The string "instance" may appear in lines of the listing. Report each line where it does.

DATA FOR REVIEW
========================

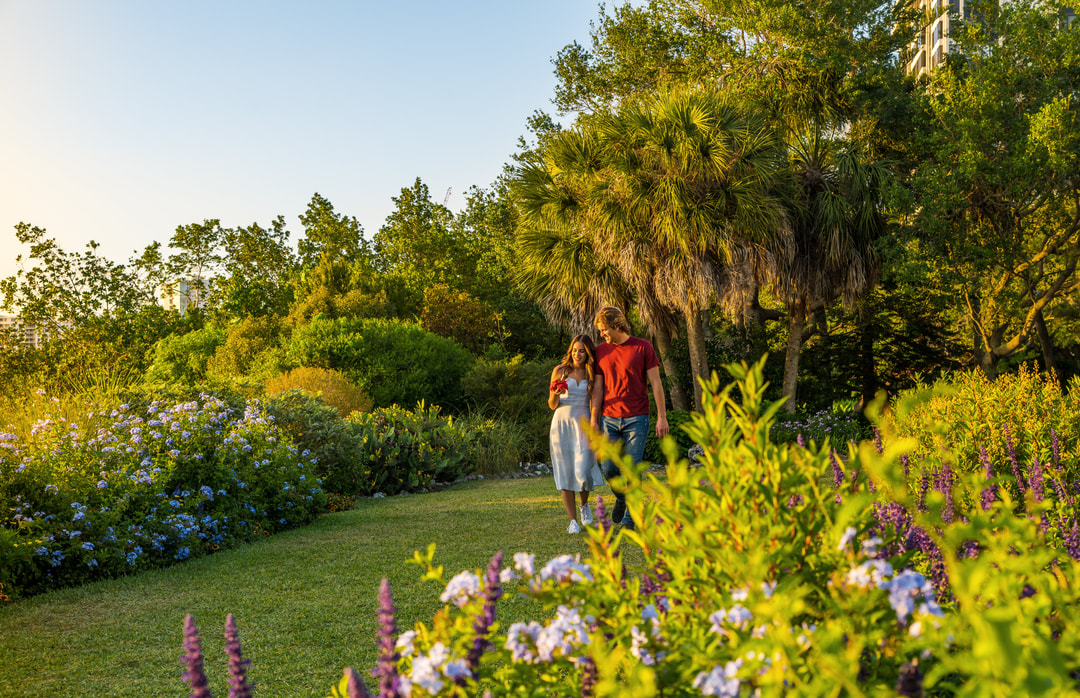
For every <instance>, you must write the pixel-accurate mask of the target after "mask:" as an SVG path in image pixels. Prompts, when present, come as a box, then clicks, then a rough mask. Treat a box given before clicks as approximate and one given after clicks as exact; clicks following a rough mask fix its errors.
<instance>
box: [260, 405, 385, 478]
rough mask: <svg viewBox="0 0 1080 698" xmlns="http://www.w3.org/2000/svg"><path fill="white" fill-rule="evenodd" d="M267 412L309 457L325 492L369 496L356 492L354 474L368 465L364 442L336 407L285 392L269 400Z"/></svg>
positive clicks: (301, 449) (295, 443) (296, 444)
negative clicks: (344, 418) (364, 462)
mask: <svg viewBox="0 0 1080 698" xmlns="http://www.w3.org/2000/svg"><path fill="white" fill-rule="evenodd" d="M265 404H266V411H267V413H268V414H270V415H271V416H273V418H274V421H275V422H276V424H278V426H279V427H281V429H282V430H284V431H285V432H286V433H287V434H288V435H289V438H291V439H292V441H293V443H294V444H296V447H297V448H299V449H300V451H301V452H307V453H310V455H311V456H312V457H313V458H314V462H315V474H318V475H319V476H320V478H321V479H322V480H323V488H324V489H325V491H326V492H332V493H335V494H339V495H348V496H355V495H360V494H364V495H369V494H372V493H370V492H361V489H359V488H356V487H357V484H356V481H355V480H354V479H353V478H352V475H351V473H354V472H356V471H357V469H359V467H360V465H361V464H363V462H365V461H366V458H365V455H364V442H363V440H362V438H361V435H360V434H357V432H356V430H355V429H354V428H352V426H351V425H350V424H349V422H347V421H345V420H343V419H341V417H340V413H339V411H338V408H337V407H335V406H333V405H328V404H326V403H325V402H324V401H323V400H322V398H320V397H318V395H314V394H312V393H310V392H307V391H305V390H299V389H295V390H286V391H285V392H282V393H279V394H276V395H273V397H271V398H268V399H267V400H266V403H265Z"/></svg>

========================

RESPONSE BELOW
For every <instance>, you must write the pixel-accurate mask of the target after "mask:" as an SVG path in image pixels. Prompts, when present, come as a box, then clicks, then a rough mask. Treat a box given before clicks as approximate and one given after clicks as exact; clicks following a rough mask fix its errors.
<instance>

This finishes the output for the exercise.